--- START OF Article ---

If any provision of this Agreement is determined by a court of competent jurisdiction to be invalid, illegal or unenforceable in any respect, all other provisions of this Agreement shall nevertheless remain in full force and effect so long as the economic or legal substance of the transactions contemplated hereby are not affected in any manner materially adverse to any party hereto. Upon such determination that any term or other provision is invalid, illegal or incapable of being enforced, the parties hereto shall negotiate in good faith to modify this Agreement so as to effect the original intent of the parties hereto as closely as possible in an acceptable manner to the end that transactions contemplated hereby are fulfilled to the extent possible.

 

10



 

1.6                                                                                Entire Agreement

 

This Agreement constitutes the entire agreement between the parties with respect to the subject matter hereof and supersedes all prior agreements, understandings, negotiations and discussions, whether written or oral, including, without limiting the generality of the foregoing, the Old Subscription Agreement. There are no conditions, covenants, agreements, representations, warranties or other provisions, express or implied, collateral, statutory or otherwise, relating to the subject matter hereof except as provided herein.

--- END OF Article ---
--- START OF Data section ---

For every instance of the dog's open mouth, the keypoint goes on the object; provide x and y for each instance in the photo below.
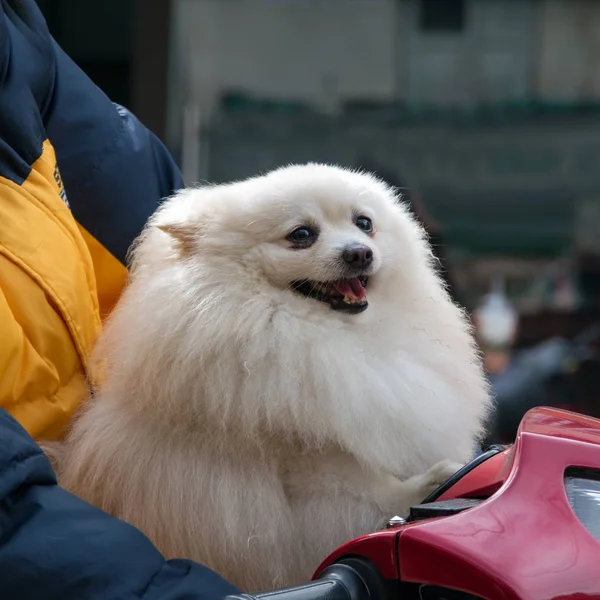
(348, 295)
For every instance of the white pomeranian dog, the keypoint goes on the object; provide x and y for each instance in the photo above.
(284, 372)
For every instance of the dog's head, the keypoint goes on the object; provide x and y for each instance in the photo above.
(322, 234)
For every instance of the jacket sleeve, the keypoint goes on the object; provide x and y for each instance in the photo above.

--- END OF Data section ---
--- START OF Data section ---

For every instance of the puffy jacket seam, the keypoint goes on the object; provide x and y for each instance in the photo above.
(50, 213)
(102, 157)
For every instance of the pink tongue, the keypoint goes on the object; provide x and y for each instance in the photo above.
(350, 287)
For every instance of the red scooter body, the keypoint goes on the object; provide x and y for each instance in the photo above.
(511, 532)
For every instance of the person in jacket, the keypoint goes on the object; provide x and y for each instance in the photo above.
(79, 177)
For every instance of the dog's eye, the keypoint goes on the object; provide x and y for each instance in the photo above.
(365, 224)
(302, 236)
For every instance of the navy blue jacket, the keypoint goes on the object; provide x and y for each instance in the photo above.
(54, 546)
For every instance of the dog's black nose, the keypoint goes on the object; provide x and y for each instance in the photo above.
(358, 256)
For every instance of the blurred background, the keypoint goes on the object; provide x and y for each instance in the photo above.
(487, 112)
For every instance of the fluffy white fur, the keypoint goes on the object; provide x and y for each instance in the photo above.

--- END OF Data section ---
--- START OF Data section ---

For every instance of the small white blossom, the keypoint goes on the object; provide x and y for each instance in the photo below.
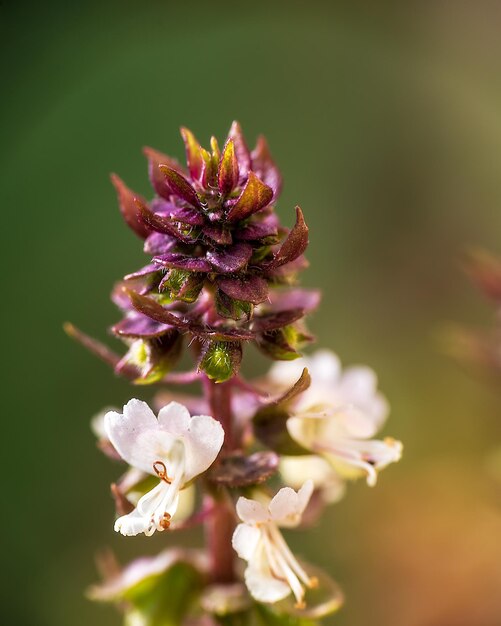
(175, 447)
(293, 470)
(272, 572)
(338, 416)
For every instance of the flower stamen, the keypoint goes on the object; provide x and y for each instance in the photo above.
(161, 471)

--- END OF Data section ---

# [To be done]
• a. From the agreement excerpt, extract the passage that begins at the words "If any provision" and stops after "the extent possible.".
• b. In the agreement excerpt, which prior agreement does the Entire Agreement section name as one the Agreement supersedes?

# [List of solutions]
• a.
If any provision of this Agreement is determined by a court of competent jurisdiction to be invalid, illegal or unenforceable in any respect, all other provisions of this Agreement shall nevertheless remain in full force and effect so long as the economic or legal substance of the transactions contemplated hereby are not affected in any manner materially adverse to any party hereto. Upon such determination that any term or other provision is invalid, illegal or incapable of being enforced, the parties hereto shall negotiate in good faith to modify this Agreement so as to effect the original intent of the parties hereto as closely as possible in an acceptable manner to the end that transactions contemplated hereby are fulfilled to the extent possible.

• b. The Old Subscription Agreement.